Reproduce word for word the lines of the records below that begin with the line containing "238, row 359." and end after the line containing "column 77, row 244", including both of those lines.
start
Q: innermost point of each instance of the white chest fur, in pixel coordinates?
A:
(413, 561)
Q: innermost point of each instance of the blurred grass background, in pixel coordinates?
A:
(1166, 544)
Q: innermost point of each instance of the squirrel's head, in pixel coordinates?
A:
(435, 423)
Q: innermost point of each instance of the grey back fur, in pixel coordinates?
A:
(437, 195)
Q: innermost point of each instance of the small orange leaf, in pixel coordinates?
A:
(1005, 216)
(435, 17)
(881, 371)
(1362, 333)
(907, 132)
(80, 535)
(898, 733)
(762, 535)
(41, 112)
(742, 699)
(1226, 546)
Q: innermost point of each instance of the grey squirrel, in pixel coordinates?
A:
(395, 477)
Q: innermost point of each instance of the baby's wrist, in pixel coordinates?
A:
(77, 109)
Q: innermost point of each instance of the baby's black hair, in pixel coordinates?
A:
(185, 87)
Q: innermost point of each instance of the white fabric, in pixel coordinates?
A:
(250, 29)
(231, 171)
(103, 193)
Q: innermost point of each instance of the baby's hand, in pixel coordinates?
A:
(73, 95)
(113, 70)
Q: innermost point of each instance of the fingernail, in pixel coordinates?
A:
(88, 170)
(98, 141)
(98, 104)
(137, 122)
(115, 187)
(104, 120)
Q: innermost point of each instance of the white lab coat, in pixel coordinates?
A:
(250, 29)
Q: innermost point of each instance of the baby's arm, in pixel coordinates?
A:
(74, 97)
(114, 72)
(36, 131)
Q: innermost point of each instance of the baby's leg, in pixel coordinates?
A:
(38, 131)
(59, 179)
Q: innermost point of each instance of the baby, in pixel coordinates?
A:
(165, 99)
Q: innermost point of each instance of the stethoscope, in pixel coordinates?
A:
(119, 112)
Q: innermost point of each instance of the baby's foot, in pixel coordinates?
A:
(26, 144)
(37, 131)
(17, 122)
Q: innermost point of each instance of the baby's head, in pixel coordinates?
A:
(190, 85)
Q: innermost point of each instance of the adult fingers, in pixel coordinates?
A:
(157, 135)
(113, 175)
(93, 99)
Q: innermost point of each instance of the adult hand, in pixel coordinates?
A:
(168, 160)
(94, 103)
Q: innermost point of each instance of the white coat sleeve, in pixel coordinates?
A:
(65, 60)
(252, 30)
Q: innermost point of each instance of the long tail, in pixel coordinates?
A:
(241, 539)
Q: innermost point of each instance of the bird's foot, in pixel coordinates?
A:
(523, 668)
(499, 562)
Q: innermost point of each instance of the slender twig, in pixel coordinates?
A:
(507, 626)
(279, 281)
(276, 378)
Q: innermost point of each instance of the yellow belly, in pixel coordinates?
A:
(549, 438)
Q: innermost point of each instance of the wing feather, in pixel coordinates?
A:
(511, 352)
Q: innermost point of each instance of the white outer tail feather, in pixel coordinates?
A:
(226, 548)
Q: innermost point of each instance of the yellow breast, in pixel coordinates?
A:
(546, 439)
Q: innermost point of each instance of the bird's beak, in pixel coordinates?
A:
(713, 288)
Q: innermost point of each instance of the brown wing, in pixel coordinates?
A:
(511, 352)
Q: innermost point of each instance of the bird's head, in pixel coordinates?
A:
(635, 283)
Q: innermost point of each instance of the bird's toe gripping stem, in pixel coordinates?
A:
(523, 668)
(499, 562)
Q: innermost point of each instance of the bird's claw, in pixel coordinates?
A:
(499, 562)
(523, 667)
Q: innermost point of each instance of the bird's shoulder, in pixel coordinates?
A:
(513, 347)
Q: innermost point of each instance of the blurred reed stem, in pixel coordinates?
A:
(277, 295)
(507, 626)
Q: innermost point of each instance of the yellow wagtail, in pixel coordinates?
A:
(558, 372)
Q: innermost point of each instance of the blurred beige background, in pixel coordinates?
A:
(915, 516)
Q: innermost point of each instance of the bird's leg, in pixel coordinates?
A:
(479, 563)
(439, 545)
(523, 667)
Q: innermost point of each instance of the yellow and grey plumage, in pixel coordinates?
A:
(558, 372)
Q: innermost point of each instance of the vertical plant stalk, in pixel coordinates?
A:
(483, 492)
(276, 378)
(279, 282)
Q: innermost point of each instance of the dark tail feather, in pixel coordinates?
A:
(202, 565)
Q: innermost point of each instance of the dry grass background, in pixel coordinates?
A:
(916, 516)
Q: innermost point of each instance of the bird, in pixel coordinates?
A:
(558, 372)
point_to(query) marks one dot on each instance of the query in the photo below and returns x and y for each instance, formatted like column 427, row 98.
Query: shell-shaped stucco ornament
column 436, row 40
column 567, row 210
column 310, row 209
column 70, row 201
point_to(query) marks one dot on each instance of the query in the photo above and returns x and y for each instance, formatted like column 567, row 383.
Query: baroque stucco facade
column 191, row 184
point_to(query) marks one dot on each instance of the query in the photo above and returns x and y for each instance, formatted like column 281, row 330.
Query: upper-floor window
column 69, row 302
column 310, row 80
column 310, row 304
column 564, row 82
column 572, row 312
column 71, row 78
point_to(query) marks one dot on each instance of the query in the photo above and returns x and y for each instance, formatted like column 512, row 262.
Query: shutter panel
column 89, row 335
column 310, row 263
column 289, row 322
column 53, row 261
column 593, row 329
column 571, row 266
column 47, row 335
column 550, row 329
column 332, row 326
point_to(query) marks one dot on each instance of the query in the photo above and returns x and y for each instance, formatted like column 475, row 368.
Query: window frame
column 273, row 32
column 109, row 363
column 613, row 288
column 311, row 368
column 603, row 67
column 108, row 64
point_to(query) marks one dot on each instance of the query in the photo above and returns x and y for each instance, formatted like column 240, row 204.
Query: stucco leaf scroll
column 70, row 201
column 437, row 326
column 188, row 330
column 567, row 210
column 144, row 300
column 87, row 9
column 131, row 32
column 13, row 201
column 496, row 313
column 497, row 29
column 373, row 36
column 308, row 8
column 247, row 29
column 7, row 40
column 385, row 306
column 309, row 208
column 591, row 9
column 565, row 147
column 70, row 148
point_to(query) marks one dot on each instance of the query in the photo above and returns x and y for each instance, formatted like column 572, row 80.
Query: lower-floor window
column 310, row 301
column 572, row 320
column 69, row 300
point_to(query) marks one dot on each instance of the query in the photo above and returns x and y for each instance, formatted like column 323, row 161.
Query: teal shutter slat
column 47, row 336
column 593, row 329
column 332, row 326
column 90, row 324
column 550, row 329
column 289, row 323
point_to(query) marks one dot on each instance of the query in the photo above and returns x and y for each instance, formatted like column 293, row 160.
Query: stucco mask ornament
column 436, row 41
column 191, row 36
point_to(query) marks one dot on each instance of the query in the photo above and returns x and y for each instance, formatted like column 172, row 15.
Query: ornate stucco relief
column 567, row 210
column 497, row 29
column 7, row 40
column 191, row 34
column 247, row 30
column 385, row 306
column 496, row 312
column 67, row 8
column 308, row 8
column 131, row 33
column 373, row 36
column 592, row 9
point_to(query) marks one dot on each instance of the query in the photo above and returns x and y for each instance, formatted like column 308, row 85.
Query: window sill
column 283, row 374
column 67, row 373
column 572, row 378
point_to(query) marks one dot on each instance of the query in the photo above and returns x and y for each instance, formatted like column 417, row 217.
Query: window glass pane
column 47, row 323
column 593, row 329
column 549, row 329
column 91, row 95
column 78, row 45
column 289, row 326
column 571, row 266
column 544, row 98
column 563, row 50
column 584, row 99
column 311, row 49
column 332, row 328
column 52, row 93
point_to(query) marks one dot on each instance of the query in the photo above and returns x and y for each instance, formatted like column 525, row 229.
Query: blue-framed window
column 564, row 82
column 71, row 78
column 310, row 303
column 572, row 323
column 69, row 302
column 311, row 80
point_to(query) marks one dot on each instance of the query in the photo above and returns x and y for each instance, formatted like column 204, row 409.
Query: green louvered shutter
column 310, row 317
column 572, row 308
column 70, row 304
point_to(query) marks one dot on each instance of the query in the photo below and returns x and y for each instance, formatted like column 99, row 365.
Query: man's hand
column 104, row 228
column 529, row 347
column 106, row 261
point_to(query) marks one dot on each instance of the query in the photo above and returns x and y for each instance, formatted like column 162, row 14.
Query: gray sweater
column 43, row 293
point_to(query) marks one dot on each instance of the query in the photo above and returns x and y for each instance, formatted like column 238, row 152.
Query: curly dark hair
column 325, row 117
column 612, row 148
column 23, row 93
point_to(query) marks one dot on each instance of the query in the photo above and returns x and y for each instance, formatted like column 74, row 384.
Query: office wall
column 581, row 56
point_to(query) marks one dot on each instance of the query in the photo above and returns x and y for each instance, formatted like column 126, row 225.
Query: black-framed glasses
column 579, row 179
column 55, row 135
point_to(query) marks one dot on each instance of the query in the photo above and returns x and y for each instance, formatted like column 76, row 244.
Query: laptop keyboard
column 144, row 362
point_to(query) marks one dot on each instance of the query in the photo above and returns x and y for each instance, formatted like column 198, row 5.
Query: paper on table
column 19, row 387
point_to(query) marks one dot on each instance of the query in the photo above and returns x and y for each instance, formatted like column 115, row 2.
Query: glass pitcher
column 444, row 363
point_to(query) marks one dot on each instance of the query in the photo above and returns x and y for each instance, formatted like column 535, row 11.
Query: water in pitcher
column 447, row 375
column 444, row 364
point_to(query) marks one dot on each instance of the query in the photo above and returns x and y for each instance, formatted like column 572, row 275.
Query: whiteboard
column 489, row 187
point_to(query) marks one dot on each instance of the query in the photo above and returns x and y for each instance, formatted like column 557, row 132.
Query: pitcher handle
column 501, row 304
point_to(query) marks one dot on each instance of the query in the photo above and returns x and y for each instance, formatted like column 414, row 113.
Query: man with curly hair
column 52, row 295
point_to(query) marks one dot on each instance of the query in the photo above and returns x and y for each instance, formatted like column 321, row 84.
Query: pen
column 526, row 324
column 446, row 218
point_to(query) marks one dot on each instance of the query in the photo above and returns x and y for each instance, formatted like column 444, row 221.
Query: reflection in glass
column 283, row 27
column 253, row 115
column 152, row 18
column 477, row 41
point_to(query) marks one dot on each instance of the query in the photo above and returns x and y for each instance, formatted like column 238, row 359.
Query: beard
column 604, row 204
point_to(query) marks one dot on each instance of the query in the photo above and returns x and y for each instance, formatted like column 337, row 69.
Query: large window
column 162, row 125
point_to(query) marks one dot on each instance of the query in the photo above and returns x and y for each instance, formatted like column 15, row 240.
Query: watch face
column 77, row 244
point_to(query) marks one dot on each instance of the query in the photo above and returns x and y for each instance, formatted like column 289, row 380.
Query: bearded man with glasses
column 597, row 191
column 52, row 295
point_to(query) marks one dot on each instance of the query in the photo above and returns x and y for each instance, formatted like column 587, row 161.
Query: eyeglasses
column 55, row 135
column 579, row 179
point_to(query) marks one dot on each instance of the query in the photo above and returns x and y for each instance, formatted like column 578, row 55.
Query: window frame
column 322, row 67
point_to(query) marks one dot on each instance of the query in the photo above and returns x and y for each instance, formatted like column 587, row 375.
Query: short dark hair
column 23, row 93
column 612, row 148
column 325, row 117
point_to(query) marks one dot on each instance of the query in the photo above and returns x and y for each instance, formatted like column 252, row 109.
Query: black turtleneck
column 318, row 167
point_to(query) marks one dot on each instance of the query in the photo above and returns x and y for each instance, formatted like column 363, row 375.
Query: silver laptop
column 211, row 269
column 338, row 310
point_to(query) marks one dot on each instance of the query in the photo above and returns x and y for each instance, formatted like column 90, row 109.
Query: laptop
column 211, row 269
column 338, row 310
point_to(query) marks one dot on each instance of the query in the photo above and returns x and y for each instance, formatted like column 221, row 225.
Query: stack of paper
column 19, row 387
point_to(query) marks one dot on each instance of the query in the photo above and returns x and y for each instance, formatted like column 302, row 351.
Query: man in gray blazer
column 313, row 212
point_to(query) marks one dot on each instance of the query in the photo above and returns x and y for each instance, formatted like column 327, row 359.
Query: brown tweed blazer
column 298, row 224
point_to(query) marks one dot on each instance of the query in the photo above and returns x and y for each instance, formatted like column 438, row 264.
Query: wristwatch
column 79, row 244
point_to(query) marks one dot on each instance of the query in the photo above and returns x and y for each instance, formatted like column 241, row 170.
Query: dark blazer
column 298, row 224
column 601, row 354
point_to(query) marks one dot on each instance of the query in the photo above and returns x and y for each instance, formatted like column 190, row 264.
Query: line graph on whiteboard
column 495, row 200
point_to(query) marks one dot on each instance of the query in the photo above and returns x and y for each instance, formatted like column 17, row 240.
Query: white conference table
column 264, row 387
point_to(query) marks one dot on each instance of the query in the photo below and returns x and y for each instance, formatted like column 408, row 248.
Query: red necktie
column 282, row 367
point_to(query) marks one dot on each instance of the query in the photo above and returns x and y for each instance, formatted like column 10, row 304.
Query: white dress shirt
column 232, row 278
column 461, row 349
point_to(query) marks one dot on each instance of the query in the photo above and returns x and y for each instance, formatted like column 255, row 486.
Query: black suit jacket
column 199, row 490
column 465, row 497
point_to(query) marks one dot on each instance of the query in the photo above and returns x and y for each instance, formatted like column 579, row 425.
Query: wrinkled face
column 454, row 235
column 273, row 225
end
ANSWER TO THE EXERCISE
point_to(query) marks one dot on each instance of the query in the photo above and returns x and y for each instance, formatted like column 238, row 359.
Query: beard
column 604, row 204
point_to(query) marks one dot on each instance of the query in the photo above and returns x and y for each instance, formatted like column 337, row 69.
Query: large window
column 162, row 125
point_to(query) marks one dot on each instance of the query in the photo above and returns x and y for each instance, formatted like column 15, row 240.
Query: watch face
column 77, row 244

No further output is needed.